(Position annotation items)
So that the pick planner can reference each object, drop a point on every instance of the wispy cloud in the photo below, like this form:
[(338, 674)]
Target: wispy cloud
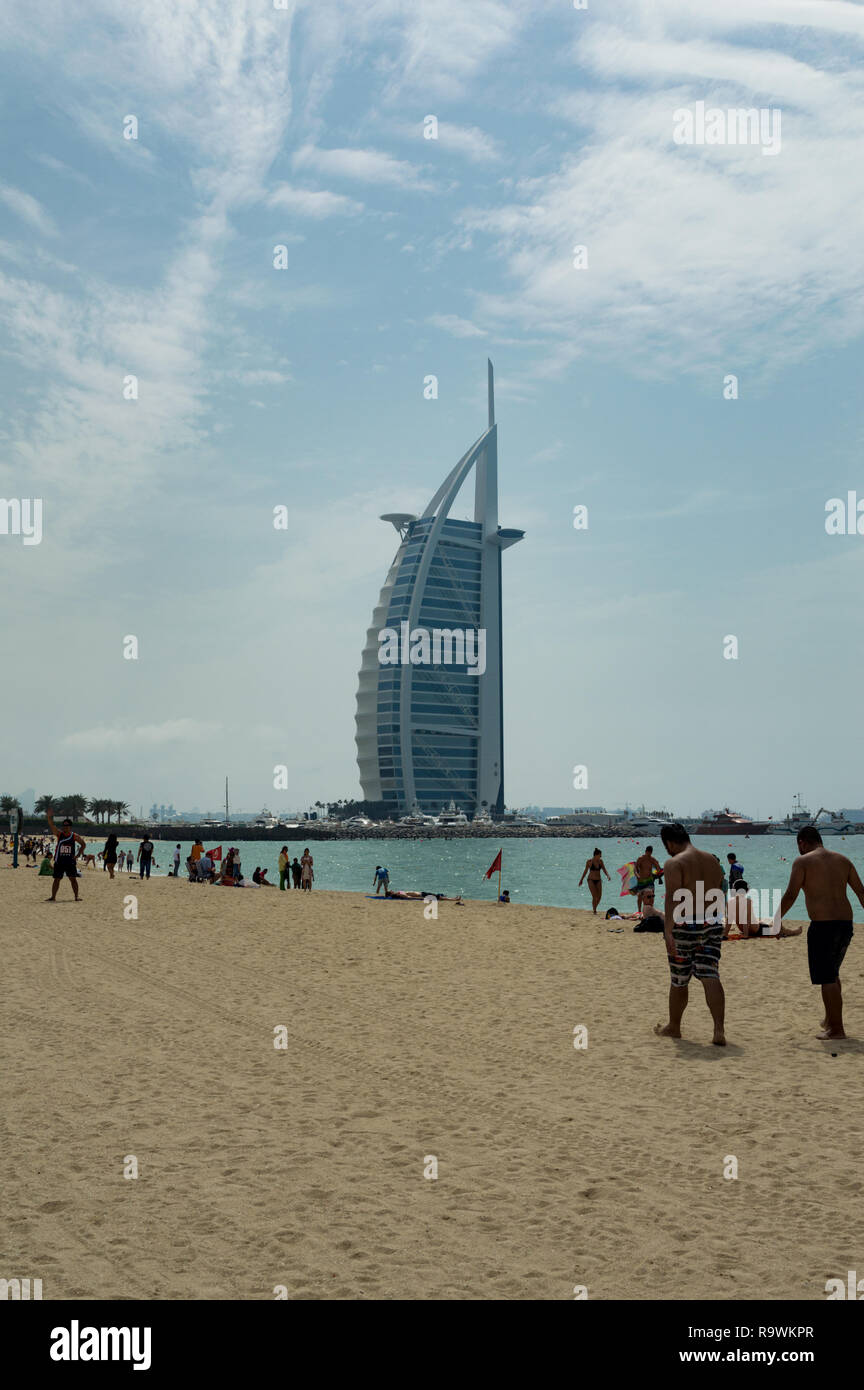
[(143, 736), (28, 209), (306, 202), (361, 166), (456, 327)]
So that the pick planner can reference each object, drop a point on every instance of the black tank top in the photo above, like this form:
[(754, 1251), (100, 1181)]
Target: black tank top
[(65, 849)]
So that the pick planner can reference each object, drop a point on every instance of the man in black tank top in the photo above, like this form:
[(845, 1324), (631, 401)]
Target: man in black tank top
[(65, 854)]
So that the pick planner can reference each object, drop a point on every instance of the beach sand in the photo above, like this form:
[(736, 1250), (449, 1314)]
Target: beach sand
[(406, 1039)]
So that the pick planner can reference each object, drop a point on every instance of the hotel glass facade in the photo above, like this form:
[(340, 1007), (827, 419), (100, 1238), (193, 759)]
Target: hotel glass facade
[(429, 733)]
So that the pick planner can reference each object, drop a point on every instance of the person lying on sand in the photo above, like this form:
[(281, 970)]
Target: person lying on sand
[(64, 854), (741, 913)]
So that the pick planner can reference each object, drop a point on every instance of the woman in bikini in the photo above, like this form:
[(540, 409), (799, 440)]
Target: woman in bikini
[(595, 883)]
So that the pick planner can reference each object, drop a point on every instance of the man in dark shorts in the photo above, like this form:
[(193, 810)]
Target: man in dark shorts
[(735, 870), (65, 854), (145, 854), (824, 876), (693, 929)]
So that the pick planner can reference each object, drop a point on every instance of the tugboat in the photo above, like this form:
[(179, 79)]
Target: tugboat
[(827, 822), (729, 823)]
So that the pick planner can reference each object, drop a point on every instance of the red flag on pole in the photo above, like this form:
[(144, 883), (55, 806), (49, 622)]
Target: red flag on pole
[(495, 866)]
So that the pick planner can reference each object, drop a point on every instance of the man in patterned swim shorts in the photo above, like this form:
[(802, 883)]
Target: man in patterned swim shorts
[(693, 929)]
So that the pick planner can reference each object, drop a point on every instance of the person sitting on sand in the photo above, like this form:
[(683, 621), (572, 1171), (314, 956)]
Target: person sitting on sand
[(649, 919), (595, 883), (64, 854), (228, 876)]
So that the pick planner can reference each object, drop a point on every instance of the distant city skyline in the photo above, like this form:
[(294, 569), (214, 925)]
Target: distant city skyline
[(227, 284)]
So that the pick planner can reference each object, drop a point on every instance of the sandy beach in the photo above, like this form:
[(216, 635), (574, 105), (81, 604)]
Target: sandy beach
[(406, 1039)]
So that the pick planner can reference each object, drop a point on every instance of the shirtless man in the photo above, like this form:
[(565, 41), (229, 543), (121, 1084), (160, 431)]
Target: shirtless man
[(64, 854), (693, 929), (648, 869), (824, 876), (595, 881)]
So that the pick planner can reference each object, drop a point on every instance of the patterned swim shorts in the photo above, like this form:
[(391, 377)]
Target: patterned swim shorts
[(696, 951)]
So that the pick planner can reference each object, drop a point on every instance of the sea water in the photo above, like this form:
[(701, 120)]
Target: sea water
[(542, 872)]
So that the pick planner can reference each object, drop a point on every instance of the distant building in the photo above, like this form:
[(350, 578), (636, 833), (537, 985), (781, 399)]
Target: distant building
[(429, 722)]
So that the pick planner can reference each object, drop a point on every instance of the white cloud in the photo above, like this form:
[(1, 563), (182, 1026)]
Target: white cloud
[(264, 378), (698, 256), (143, 736), (470, 141), (28, 209), (306, 202)]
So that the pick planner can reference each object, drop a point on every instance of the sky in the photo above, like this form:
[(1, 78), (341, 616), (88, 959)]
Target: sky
[(404, 256)]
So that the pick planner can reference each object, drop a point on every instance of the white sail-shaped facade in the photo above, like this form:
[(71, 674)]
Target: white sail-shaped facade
[(431, 731)]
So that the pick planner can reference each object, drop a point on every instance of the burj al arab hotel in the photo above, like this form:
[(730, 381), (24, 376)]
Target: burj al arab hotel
[(429, 724)]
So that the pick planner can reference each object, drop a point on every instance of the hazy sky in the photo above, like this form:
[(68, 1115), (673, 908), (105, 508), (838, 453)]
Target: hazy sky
[(406, 256)]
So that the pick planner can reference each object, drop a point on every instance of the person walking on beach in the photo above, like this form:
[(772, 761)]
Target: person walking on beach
[(824, 876), (65, 854), (735, 870), (648, 869), (595, 881), (110, 854), (284, 868), (145, 855), (693, 929), (306, 872)]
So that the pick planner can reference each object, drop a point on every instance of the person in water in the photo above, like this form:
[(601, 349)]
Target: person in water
[(824, 876), (648, 869), (593, 868)]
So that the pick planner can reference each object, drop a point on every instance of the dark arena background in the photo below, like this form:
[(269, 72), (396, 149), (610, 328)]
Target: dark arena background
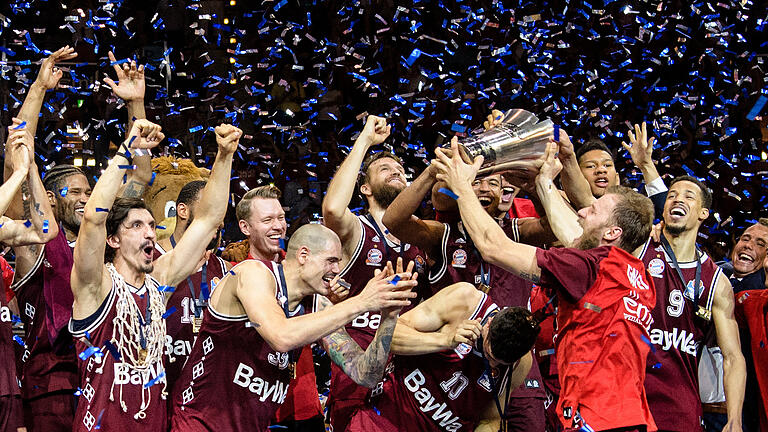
[(299, 78)]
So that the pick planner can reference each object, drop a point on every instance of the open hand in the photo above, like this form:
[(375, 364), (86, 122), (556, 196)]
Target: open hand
[(49, 74), (375, 131), (640, 147), (228, 138), (17, 149), (145, 135), (339, 290), (388, 291), (130, 85)]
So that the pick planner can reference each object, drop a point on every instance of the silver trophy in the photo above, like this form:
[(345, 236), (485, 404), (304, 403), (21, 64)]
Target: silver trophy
[(517, 144)]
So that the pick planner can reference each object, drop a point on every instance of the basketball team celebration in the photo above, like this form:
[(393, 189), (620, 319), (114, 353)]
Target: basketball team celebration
[(376, 215)]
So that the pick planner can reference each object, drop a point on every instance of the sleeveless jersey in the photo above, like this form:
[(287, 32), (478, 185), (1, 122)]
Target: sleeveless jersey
[(43, 367), (105, 380), (461, 262), (181, 313), (233, 380), (372, 253), (442, 391), (9, 384), (672, 383), (605, 301)]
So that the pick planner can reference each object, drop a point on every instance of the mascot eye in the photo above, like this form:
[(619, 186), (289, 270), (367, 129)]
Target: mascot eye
[(170, 209)]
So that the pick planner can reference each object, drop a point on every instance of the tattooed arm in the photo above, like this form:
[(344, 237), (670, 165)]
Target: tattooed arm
[(364, 367)]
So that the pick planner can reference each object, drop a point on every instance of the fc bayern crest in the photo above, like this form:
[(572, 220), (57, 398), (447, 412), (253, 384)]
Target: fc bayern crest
[(459, 258), (374, 257), (656, 267)]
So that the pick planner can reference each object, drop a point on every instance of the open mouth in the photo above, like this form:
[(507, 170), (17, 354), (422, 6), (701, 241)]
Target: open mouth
[(485, 201), (745, 258), (327, 279), (678, 212), (148, 252)]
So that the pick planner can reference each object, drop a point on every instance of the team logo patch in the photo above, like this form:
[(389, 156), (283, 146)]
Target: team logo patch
[(656, 267), (419, 263), (459, 259), (484, 381), (374, 257)]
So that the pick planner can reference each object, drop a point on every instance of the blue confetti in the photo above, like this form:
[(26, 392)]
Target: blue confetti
[(169, 312), (155, 380)]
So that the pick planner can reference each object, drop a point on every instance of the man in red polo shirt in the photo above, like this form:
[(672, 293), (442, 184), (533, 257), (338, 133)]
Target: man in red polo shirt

EXERCISE REQUIREMENTS:
Print all of the items above again line for line, leaving the pictures out.

THE SOLUTION:
So that the pick planner can reference each object, drop a point on every instance of the wispy cloud in the photo below, like this form:
[(338, 674)]
Target: wispy cloud
[(143, 736), (28, 209), (306, 202), (361, 166), (456, 327)]
So that the pick planner can reference each object, drop a point on every instance of the black tank top in the photo above, like this form:
[(754, 1251), (100, 1181)]
Target: black tank top
[(65, 849)]
So that the pick planner can reference each object, drop a point on every instance of the man in black tank top in the photo above, like this form:
[(845, 1324), (631, 401)]
Target: man in black tank top
[(65, 854)]
So that the pick planner can reference each object, drop a point on every instance of the beach sand in the photo above, like this form:
[(736, 1250), (449, 1314)]
Target: beach sand
[(406, 1039)]
So that the pick planner can reference each object, drop a point on every instance of the hotel glass facade in the photo above, like this form:
[(340, 1007), (827, 419), (100, 1238), (193, 759)]
Target: hotel glass facade
[(429, 733)]
So that the pick planner can reference each object, drop a point on every instance of the person lying on sand in the photo above, like this form:
[(281, 970)]
Target: person lying on sand
[(64, 854), (741, 913)]
So that the pick planner can reference each object, drop a point on every instance of the woman in bikini in the photo above, like this form:
[(540, 409), (799, 440)]
Target: woman in bikini
[(595, 883)]
So that the pick planner can reference each object, drop a point on every instance of the man in dark shorts in the photo above, like this form:
[(193, 810)]
Target: man in dark shorts
[(735, 870), (65, 854), (145, 854), (824, 876), (693, 929)]
So that the pick planner can reference each object, drop a point on every instance of the tugboat in the photo above, like this form:
[(179, 79)]
Target: tugboat
[(827, 822), (729, 823)]
So that the pick planner can reference each object, drop a point on every instance of the red flag on pole in the photo above, like this form:
[(144, 883), (55, 806), (49, 622)]
Target: red flag on pole
[(495, 866)]
So that the pick planner can reference each object, drop a point on every instance of the man in patterned swim shorts in the photo above, like this form:
[(802, 883)]
Target: man in patterned swim shorts
[(693, 929)]
So that the pick planner can reference each object, drop a point on every instance of the person sitting on sand in the photo above, like this form:
[(683, 621), (572, 1171), (314, 956)]
Target: person sitting on sand
[(649, 919), (595, 883), (64, 854), (228, 876)]
So that the pick planner can reference each object, drop a point on every instance of the distant city skyline in the photo above, like this form:
[(294, 569), (214, 925)]
Target: distant city skyline
[(227, 284)]
So that the pick planner can reference each object, drop a point on every instance of the sandy beach in the photo above, like this form:
[(216, 635), (574, 105), (81, 604)]
Target: sandy beach
[(406, 1039)]
So that the pick planner can reference each object, drop a point on every instance of the shirtless man in the photo above, like this form:
[(565, 41), (229, 543), (121, 1084), (160, 431)]
Target: shirtless man
[(64, 854), (693, 929), (648, 869), (824, 876), (595, 881)]
So that the pick planner can reference each object, drop a point on every instance of the patterned swim shorts in the photo above, like this form:
[(391, 377)]
Target: patterned swim shorts
[(696, 951)]
So that the pick planner can reference each object, drop a point on every instance of the sea water in the photo above, like this form:
[(701, 120)]
Target: sea water
[(542, 872)]
So that the pick planner can reference each object, drop a point on every instance of the distant building in the photo above, like this form:
[(350, 578), (636, 833), (537, 985), (781, 399)]
Target: distant building
[(429, 722)]
So that the pick planner can reference each object, drop a point on every instance of the white cloud in the photo above, like this form:
[(1, 563), (182, 1026)]
Target: white cloud
[(264, 378), (698, 256), (143, 736), (470, 141), (28, 209), (306, 202)]
So that the pick planner can reference each object, drop a point on every instance of the sky in the photo above, like this form:
[(1, 78), (341, 616), (88, 959)]
Target: sky
[(404, 256)]
So that the pick planner can reference each object, drop a point on every instance of the white sail-shaped facade in the photo above, like this form:
[(71, 674)]
Target: white sail-shaped facade
[(431, 731)]
So that the pick planner can reference each object, drop a point on every instance of the burj al arab hotel in the photo above, like this form:
[(730, 381), (24, 376)]
Target: burj al arab hotel
[(429, 724)]
So that the pick planner can reference each object, drop a point on every instance of the hazy sky in the photo above, like this form:
[(68, 1115), (673, 908), (105, 508), (838, 453)]
Target: hazy sky
[(406, 256)]
So that the pick planner can reference each object, drop a point on every instance of the person walking on beach in the photo above, like this form:
[(772, 761)]
Target: person walking on beach
[(824, 876), (65, 854), (735, 870), (648, 869), (595, 881), (110, 854), (284, 868), (145, 855), (693, 929), (306, 872)]
So that the pick planner can reference each object, drop a point on every instance of the person in water in the photo above, like this form:
[(601, 349)]
Target: person in water
[(824, 876), (648, 869), (593, 868)]
So that the pick planner can reference each object, drop a point on every instance of the dark arena background in the photo below, like this form:
[(269, 72), (396, 149), (610, 328)]
Target: dark arena background
[(299, 78)]
So that the pick planner can reference each object, drop a point on every instance of the open hand in the photo above, like this form:
[(375, 364), (86, 122), (556, 196)]
Target: open hand
[(49, 74), (375, 131), (640, 147), (228, 138), (17, 149), (145, 135), (339, 290), (388, 291), (130, 85)]
So that the pick planner can reference each object, drop a point on every instance of the silver trophy in the photo above, like this form:
[(345, 236), (485, 404), (304, 403), (21, 64)]
Target: silver trophy
[(517, 144)]
So that the pick planner can reference each object, drop a point on every instance of the basketball team celebration in the photo above, like this form:
[(393, 189), (620, 319), (114, 353)]
Target: basketball team celebration
[(376, 215)]
So that the pick planner can reference each object, drop a point on every instance of the sleeveless jersey in the photo above, like this form:
[(287, 32), (478, 185), (1, 122)]
Target: sleeveless jersey
[(43, 367), (105, 380), (461, 262), (181, 313), (233, 380), (372, 253), (442, 391), (9, 384), (672, 383), (605, 301)]
So that the pick planner can reference each object, drop a point on every instance of the mascot eye in the photo above, like this form:
[(619, 186), (289, 270), (367, 129)]
Target: mascot eye
[(170, 209)]
So that the pick planner can reference each object, drop a point on every instance of the tattooed arm in the photo above, like this form:
[(344, 237), (670, 165)]
Target: tattooed arm
[(364, 367)]
So that the pick planner can reference each object, drop a point on every instance of the fc bayern crest in the photo above, like this form:
[(572, 220), (57, 398), (447, 412), (253, 384)]
Target: fc bayern crest
[(459, 258), (374, 257), (656, 267)]
So that the pick planner can reference each object, drop a point on every instance of the open mouth in the photo above, like this form:
[(507, 170), (17, 354), (422, 6), (701, 241)]
Target: open mouth
[(485, 201), (745, 258), (327, 279), (678, 212), (148, 252)]
So that the pick planner can reference each object, drop a point on every instance of the team logo patch in the photo above, like this form:
[(389, 156), (283, 146)]
Target: team logo patch
[(656, 267), (419, 263), (459, 259), (484, 381), (374, 257)]
So that the pick planner can reference each object, drop a point on every instance of the blue confetti in the photo above, like this form:
[(26, 392)]
Target: blue confetti
[(169, 312), (155, 380)]
So that the pick planner can reference each object, drop a point on every instance of the man in red polo shirt in the photo above, like this form:
[(672, 293), (442, 184), (533, 257), (338, 133)]
Target: man in red polo shirt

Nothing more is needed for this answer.